_Written request_
Copy out the data from the line with "Task brief for annotators — identify every wall-mounted" to the line with "[229,0,349,97]", putting "padded headboard" in place of "tufted headboard" and changing nothing else.

_Bounding box annotation entries_
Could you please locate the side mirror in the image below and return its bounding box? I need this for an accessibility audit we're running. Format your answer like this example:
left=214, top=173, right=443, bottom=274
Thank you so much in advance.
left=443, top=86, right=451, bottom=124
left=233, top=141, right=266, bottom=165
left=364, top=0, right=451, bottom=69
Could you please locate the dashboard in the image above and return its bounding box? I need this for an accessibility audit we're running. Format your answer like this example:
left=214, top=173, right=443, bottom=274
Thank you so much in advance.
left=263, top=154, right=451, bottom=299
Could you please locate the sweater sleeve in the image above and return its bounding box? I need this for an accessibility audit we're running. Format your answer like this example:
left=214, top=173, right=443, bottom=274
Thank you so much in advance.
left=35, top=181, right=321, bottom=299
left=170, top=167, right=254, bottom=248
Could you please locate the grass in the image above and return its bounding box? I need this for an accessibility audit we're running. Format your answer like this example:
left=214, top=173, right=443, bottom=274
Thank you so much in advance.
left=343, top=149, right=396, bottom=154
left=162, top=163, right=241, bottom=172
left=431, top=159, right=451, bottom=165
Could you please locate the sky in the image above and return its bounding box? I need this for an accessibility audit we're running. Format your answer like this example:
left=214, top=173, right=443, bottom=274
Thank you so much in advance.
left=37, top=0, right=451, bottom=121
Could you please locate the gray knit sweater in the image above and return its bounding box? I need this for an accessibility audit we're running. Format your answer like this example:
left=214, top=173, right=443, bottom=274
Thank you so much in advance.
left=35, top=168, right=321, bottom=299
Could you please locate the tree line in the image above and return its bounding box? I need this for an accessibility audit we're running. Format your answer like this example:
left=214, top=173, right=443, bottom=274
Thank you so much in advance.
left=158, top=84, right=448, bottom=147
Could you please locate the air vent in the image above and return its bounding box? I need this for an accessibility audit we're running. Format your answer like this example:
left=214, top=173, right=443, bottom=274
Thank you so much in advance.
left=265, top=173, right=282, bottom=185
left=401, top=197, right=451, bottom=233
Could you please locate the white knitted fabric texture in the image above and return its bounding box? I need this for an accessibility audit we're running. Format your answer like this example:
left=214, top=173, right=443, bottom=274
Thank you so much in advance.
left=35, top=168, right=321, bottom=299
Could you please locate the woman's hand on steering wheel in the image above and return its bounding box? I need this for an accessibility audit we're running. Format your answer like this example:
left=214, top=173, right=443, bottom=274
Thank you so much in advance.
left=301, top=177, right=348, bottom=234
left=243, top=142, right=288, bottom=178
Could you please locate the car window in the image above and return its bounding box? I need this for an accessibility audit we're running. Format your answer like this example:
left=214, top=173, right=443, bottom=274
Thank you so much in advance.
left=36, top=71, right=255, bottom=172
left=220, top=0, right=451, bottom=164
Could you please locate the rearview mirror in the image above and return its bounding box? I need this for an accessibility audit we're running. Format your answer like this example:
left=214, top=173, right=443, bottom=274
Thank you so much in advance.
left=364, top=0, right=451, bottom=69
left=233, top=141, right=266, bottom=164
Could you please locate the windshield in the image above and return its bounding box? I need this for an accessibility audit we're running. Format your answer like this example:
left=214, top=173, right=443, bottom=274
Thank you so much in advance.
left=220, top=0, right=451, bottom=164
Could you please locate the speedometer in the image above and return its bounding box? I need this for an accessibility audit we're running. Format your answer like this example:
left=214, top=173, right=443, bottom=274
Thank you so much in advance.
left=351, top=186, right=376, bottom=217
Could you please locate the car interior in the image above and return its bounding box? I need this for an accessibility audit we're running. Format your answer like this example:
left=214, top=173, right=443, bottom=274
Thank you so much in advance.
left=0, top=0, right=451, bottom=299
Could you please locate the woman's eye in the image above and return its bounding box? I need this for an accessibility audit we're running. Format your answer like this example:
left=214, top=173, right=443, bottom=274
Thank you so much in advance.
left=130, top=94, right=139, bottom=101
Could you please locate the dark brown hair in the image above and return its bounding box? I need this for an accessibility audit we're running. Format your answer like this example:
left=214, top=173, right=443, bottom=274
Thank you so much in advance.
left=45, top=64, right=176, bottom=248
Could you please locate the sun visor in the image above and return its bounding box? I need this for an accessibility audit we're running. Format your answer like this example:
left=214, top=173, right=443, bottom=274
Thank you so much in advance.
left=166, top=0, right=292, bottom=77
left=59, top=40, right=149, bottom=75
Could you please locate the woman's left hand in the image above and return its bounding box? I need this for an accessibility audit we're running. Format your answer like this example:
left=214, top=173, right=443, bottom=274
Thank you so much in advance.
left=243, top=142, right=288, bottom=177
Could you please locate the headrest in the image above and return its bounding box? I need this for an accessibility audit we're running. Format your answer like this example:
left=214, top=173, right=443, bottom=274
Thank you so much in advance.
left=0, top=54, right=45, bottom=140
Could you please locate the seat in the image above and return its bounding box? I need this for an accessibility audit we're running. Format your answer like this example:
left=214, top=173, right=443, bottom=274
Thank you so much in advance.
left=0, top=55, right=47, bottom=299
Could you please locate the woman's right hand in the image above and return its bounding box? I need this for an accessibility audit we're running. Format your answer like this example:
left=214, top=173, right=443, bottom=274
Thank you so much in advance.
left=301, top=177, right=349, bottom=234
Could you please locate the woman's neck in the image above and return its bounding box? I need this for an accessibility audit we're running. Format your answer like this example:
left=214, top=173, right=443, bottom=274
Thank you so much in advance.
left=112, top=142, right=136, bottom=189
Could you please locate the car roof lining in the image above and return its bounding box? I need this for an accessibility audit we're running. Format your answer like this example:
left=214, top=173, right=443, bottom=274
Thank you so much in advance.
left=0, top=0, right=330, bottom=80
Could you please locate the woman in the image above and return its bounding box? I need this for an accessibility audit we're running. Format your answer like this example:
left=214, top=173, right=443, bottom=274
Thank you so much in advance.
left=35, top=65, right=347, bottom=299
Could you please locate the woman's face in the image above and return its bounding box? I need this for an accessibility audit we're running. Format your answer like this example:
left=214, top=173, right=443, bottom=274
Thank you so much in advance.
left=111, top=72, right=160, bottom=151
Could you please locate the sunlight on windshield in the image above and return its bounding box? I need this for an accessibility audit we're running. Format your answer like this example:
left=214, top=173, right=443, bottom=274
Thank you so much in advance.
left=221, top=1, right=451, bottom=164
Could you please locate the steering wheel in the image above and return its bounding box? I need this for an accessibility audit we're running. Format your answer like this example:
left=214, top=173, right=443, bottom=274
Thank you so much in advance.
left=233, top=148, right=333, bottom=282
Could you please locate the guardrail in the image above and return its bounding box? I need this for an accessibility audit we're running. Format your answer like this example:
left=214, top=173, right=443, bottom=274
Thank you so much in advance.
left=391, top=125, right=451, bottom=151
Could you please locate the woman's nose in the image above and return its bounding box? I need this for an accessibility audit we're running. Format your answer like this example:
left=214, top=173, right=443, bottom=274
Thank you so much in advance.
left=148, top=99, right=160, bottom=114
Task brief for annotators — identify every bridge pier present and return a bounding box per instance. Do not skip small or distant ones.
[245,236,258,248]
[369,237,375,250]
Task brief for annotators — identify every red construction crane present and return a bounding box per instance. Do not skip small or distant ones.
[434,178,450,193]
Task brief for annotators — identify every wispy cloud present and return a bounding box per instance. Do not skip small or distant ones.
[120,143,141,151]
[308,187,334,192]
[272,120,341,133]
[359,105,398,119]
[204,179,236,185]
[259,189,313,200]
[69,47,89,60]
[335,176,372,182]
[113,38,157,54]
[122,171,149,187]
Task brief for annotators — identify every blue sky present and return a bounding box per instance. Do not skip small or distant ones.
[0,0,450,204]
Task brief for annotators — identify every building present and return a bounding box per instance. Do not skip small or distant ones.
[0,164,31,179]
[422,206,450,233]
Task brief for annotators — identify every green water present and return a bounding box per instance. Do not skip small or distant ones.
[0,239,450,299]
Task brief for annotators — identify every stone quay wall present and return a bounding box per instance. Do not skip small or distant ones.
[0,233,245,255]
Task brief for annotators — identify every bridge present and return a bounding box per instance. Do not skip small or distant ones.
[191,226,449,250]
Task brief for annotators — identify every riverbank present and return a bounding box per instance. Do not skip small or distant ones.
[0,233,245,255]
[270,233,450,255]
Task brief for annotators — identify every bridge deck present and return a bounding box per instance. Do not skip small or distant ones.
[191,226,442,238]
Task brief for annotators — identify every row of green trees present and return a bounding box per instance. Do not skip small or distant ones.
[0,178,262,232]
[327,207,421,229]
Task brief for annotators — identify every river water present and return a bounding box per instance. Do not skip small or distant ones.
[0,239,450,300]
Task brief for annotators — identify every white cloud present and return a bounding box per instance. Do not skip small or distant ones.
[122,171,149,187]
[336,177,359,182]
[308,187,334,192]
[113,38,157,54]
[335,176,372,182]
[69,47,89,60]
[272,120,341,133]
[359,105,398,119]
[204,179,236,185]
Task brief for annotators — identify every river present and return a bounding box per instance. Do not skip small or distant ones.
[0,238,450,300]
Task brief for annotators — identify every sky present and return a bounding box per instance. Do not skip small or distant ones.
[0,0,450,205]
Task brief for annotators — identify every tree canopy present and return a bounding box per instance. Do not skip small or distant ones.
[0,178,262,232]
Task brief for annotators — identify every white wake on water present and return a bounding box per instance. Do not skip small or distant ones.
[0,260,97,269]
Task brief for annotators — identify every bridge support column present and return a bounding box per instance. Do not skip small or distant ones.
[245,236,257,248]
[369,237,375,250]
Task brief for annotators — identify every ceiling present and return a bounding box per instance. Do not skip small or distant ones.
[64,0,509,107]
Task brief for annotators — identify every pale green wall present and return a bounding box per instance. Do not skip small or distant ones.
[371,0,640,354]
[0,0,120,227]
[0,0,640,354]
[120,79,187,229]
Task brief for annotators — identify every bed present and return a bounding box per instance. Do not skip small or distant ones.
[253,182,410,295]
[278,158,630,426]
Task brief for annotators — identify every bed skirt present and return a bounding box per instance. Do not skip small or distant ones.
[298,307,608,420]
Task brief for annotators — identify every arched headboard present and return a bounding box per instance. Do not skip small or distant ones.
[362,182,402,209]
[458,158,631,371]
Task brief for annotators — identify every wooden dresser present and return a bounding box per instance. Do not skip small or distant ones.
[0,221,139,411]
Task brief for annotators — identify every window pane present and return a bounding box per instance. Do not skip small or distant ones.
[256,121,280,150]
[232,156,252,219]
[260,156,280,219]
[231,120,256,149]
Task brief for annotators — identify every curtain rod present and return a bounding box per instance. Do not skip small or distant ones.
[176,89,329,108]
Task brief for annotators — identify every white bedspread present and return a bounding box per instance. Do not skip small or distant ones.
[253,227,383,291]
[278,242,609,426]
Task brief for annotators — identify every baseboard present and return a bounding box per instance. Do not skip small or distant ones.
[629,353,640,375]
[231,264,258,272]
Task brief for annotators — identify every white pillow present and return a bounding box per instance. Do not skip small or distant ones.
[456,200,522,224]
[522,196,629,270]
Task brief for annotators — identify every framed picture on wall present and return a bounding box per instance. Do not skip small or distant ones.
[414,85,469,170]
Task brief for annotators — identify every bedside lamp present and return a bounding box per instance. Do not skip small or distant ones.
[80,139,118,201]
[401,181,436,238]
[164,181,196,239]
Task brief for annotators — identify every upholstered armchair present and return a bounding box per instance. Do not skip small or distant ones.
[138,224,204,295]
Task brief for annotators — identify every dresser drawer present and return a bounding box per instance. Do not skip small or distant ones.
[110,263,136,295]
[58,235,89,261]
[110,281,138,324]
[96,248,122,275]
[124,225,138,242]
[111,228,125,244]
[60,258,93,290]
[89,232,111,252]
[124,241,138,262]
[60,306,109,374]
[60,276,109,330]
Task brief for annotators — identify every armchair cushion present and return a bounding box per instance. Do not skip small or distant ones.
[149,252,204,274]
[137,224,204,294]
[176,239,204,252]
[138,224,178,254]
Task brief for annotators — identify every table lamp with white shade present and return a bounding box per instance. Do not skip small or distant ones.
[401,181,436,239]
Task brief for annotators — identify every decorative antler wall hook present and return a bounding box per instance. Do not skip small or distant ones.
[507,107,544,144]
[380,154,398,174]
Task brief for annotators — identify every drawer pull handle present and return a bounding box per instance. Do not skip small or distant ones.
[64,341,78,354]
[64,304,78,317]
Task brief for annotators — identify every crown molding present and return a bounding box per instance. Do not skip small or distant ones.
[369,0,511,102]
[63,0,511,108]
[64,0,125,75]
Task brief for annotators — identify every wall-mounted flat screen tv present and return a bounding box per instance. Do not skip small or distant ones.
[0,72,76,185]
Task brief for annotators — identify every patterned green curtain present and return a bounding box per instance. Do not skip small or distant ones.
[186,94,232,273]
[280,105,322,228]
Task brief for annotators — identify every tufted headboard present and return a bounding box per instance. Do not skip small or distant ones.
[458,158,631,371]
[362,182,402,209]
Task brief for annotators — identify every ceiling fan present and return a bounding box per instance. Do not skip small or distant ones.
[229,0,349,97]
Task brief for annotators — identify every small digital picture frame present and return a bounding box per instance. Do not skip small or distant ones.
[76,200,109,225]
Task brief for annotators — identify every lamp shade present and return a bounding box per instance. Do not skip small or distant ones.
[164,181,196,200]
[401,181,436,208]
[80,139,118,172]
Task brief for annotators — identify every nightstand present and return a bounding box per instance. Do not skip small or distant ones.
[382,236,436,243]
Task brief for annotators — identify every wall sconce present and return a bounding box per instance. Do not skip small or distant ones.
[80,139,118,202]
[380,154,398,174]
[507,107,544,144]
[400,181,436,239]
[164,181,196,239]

_Problem solution_
Task brief for annotators — identify every wall-mounted flat screen tv present and return a bounding box per instance. Do not skip small or distant ones.
[0,72,76,185]
Task brief for annotators — identify every patterned green curtain present and return a bounding box per instance. Do not skip small or distant ones.
[186,94,232,273]
[280,105,322,228]
Task brief for annotators — identify every padded headboard present and return a bounding box per instance. Do not skip small or distant ones.
[458,158,631,371]
[362,182,402,209]
Task brief for annotators — identify every ceiling fan present and return a bounding box per instance. Do not skip small or distant ones.
[229,0,349,97]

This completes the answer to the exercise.